──────── Extrait source
IV. Questions en litige et norme de contrôle applicable
[19] La présente affaire soulève les questions et sous-questions suivantes :
-
La décision était-elle raisonnable?
-
L’agent a-t-il commis une erreur dans son appréciation de l’intérêt supérieur des enfants?
-
L’agent a-t-il commis une erreur dans son analyse de l’établissement de la demanderesse?
-
L’agent a-t-il commis une erreur dans son analyse des difficultés auxquelles la demanderesse serait exposée?
-
La décision était-elle équitable sur le plan procédural?
[20] Comme je suis d’avis que l’agent a commis une erreur dans son analyse de l’établissement de la demanderesse, il n’est pas nécessaire d’examiner les autres questions.
[21] Les parties conviennent que la norme de contrôle qui s’applique à cette question est celle de la décision raisonnable (Canada (Ministre de la Citoyenneté et de l’Immigration) c Vavilov, 2019 CSC 65 [Vavilov]). Je suis du même avis. En l’espèce, aucune des exceptions énoncées par la Cour suprême du Canada dans l’arrêt Vavilov ne s’applique; par conséquent, la présomption d’application de la norme de la décision raisonnable n’est pas réfutée (aux para 16-17).
────────────────
──────── Enregistrements fournis
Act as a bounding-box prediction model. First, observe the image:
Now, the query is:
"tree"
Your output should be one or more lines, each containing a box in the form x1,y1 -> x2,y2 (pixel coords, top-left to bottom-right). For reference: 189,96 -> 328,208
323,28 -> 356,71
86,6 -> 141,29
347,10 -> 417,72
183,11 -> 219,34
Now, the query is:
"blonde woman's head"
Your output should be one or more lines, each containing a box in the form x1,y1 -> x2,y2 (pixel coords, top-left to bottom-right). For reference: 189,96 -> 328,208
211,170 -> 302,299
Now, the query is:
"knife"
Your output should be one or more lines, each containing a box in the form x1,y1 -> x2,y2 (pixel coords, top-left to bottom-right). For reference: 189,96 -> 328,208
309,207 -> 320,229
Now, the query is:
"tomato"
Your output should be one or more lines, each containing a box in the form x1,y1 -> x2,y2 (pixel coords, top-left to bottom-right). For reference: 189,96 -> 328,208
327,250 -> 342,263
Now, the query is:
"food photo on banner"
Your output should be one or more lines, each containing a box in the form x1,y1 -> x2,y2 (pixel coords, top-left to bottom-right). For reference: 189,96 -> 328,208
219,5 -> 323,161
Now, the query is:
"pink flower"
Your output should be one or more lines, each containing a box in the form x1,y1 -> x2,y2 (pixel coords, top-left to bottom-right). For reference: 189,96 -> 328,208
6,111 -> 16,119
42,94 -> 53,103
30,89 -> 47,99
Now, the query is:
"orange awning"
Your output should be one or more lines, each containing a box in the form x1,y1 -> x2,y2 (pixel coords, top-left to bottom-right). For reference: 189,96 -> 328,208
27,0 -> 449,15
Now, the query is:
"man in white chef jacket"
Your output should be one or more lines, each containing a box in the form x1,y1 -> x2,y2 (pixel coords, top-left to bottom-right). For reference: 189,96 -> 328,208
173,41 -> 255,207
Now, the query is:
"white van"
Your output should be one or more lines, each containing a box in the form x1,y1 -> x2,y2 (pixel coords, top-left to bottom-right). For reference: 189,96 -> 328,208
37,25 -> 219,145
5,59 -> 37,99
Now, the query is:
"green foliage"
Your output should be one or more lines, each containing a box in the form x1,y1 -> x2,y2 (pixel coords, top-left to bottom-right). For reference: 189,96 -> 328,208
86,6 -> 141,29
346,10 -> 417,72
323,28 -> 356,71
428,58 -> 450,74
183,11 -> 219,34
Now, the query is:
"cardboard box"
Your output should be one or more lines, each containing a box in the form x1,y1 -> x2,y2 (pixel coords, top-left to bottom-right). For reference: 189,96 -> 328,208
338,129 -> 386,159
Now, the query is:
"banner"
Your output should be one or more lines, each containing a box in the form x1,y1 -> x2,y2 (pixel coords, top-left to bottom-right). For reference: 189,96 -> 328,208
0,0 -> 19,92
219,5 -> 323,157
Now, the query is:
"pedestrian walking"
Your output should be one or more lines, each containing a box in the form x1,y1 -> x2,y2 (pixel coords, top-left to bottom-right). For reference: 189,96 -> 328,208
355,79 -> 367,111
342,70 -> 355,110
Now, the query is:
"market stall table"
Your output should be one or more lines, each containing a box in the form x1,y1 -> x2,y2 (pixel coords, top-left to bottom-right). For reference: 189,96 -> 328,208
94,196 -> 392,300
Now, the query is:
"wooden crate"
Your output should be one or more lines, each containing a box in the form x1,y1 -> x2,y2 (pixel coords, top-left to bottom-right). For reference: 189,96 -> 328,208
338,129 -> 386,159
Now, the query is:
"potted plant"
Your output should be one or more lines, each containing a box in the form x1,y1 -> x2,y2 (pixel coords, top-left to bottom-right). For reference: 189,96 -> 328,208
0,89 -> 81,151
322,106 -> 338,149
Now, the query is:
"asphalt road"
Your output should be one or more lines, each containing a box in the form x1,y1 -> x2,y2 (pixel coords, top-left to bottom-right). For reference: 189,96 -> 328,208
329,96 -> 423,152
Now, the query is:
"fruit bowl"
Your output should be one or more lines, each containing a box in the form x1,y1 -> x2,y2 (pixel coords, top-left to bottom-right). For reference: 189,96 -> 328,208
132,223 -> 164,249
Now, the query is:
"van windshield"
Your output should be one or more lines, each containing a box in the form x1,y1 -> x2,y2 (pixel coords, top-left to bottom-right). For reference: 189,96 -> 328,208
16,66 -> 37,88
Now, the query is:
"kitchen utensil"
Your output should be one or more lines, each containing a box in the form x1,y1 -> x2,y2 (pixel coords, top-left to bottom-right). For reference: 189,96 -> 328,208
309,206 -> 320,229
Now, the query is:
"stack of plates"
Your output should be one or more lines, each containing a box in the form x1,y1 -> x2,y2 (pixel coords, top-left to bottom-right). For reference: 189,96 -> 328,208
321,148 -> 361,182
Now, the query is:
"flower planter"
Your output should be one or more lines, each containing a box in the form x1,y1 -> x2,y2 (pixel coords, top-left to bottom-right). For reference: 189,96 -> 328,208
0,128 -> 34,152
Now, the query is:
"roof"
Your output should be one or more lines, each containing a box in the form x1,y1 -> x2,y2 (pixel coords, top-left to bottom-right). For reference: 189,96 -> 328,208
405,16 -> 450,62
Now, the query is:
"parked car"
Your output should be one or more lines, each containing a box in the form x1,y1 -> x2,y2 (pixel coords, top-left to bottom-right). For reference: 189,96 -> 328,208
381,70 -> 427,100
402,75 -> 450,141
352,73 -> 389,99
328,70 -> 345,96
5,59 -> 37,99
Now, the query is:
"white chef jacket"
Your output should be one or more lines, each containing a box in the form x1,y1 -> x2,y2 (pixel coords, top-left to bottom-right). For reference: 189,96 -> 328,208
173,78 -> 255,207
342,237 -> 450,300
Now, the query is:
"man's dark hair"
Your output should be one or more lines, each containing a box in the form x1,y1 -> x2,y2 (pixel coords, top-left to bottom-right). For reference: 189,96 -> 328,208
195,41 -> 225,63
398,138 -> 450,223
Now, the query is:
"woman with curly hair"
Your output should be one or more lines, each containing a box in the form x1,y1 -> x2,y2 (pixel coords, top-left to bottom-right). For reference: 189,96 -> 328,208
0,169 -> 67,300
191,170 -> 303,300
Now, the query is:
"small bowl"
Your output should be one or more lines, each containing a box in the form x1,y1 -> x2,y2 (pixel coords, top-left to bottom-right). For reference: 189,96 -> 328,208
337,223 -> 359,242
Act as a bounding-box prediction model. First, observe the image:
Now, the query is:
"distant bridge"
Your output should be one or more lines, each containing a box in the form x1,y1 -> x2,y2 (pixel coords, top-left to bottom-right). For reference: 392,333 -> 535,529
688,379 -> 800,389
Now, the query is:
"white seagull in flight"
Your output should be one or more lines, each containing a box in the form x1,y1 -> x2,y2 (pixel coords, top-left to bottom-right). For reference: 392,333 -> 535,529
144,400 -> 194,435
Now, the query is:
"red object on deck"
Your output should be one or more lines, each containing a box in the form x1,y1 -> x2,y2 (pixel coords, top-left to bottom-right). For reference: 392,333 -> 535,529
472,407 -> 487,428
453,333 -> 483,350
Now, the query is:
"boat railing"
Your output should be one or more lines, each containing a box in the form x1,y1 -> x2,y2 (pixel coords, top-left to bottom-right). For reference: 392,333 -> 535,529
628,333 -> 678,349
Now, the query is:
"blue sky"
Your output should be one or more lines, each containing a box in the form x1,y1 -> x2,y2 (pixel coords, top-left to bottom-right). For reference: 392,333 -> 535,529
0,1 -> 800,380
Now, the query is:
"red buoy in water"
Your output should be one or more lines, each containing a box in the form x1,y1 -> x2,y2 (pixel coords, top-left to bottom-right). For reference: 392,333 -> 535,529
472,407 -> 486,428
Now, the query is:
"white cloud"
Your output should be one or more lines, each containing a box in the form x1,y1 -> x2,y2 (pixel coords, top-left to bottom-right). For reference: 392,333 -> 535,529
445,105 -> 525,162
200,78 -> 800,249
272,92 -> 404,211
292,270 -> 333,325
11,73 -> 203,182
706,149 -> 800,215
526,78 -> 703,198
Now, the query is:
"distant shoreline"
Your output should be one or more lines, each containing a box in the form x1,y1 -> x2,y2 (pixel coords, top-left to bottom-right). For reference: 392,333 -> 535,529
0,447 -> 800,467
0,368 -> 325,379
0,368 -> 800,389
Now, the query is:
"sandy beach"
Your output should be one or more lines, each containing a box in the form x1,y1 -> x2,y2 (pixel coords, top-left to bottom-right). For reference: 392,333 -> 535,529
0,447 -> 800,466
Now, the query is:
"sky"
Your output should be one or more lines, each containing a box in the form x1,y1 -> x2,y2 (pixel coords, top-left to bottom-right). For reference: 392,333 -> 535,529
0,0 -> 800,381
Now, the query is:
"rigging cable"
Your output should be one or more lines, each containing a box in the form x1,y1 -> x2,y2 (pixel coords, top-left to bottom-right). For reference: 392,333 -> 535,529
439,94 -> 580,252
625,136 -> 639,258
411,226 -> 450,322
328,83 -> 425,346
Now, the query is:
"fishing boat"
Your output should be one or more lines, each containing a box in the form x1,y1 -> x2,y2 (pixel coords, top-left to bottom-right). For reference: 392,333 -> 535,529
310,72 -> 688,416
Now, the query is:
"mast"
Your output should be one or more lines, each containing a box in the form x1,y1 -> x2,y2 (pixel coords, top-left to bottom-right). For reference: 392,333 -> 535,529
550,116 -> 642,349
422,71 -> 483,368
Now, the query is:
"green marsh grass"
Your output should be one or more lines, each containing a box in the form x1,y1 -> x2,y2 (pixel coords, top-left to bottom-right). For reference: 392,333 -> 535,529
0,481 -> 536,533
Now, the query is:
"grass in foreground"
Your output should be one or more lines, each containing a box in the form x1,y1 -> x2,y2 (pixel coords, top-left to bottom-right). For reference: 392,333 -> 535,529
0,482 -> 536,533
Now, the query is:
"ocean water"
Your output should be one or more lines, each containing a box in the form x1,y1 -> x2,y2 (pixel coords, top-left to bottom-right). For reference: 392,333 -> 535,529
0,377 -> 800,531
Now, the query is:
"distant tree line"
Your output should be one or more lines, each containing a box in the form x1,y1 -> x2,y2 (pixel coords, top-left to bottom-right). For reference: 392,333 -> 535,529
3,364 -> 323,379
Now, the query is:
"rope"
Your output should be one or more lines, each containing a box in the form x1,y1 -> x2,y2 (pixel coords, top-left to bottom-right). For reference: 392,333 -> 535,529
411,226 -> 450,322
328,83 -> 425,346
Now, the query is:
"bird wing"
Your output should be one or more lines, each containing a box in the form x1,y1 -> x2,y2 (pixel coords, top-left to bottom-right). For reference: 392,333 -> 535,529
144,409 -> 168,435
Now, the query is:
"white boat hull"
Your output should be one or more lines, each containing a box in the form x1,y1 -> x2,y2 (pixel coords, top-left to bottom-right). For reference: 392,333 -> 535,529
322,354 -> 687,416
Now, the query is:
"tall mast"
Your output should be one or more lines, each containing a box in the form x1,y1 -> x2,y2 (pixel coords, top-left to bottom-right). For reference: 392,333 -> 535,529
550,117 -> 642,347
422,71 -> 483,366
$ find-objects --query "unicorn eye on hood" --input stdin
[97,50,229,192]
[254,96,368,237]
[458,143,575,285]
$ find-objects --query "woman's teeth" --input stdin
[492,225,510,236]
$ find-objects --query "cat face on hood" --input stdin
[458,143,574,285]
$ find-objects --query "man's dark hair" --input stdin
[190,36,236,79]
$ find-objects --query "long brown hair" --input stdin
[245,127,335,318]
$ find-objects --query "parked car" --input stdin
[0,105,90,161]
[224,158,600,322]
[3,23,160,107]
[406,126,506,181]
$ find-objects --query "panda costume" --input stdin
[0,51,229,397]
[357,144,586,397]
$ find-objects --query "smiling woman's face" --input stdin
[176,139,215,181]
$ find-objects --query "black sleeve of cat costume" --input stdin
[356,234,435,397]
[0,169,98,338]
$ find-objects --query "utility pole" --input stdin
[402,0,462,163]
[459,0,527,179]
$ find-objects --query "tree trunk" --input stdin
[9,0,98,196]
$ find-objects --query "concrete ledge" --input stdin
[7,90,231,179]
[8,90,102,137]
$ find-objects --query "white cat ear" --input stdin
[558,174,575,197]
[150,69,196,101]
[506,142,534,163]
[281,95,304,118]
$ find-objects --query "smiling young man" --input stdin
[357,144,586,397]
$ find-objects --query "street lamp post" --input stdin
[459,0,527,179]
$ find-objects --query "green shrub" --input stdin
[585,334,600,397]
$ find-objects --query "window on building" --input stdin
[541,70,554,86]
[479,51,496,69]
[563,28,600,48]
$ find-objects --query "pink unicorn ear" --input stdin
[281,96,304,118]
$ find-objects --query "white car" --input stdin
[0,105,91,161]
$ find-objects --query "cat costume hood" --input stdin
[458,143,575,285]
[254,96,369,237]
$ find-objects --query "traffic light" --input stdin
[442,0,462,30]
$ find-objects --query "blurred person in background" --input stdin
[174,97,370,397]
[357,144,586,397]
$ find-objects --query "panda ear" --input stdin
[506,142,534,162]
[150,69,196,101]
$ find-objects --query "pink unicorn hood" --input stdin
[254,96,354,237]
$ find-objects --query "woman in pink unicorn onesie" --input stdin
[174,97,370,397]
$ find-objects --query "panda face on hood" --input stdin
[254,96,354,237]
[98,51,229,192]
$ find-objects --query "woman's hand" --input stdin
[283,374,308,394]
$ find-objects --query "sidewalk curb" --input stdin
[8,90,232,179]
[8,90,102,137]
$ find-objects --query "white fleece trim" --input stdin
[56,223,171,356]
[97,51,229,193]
────────────────
▶ _Liste des tâches_:
1. Modifiez le passage de l’extrait source commençant par « IV. Questions en » et se poursuivant jusqu’à « le plan procédural? », en y remplaçant « erreur » par « faute ».
2. Répondez aux questions suivantes sur l’extrait source.
(a) D’après le paragraphe [20], dans quelle analyse l’agent a-t-il commis une erreur ?
(b) Quelle norme de contrôle les parties conviennent-elles d’appliquer ?
(c) Dans quel arrêt la Cour suprême du Canada a-t-elle énoncé les exceptions mentionnées ?

▶ _Réponses par tâche_:
1.
IV. Questions en litige et norme de contrôle applicable
[19] La présente affaire soulève les questions et sous-questions suivantes :
-
La décision était-elle raisonnable?
-
L’agent a-t-il commis une faute dans son appréciation de l’intérêt supérieur des enfants?
-
L’agent a-t-il commis une faute dans son analyse de l’établissement de la demanderesse?
-
L’agent a-t-il commis une faute dans son analyse des difficultés auxquelles la demanderesse serait exposée?
-
La décision était-elle équitable sur le plan procédural?

2.
(a) Dans son analyse de l’établissement de la demanderesse.
(b) La norme de la décision raisonnable.
(c) Dans l’arrêt Vavilov (2019 CSC 65).